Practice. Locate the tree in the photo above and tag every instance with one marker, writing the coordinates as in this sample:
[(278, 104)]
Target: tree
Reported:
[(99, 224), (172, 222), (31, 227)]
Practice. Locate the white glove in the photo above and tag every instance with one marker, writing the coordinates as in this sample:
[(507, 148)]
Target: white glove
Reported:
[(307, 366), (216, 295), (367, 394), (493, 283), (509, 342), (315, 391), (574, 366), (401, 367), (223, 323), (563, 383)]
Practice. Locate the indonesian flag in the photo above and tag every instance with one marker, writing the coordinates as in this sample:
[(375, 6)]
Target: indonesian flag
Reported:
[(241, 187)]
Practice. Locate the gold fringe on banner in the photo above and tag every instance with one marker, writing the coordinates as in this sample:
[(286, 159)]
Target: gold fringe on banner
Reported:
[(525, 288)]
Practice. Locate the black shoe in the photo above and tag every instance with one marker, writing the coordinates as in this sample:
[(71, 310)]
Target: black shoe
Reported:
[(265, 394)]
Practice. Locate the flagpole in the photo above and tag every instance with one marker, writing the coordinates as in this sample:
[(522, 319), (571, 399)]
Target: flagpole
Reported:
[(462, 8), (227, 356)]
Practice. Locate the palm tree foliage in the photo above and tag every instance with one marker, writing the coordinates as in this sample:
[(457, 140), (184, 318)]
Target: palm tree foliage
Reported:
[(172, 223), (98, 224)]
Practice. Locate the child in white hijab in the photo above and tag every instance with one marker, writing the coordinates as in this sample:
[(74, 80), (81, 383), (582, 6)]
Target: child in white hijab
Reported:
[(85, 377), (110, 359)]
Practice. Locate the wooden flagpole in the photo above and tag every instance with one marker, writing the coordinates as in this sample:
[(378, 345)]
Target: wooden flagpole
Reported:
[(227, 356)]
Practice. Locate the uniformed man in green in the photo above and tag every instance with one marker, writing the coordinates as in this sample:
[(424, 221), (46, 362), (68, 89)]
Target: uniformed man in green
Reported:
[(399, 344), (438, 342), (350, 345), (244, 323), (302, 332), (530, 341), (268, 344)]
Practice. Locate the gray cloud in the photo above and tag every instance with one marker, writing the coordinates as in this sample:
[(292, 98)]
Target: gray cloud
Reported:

++++++++

Your assignment ▸ Give only a number, namely how many lines in the entries above hold the word "green".

Task output ▸ 2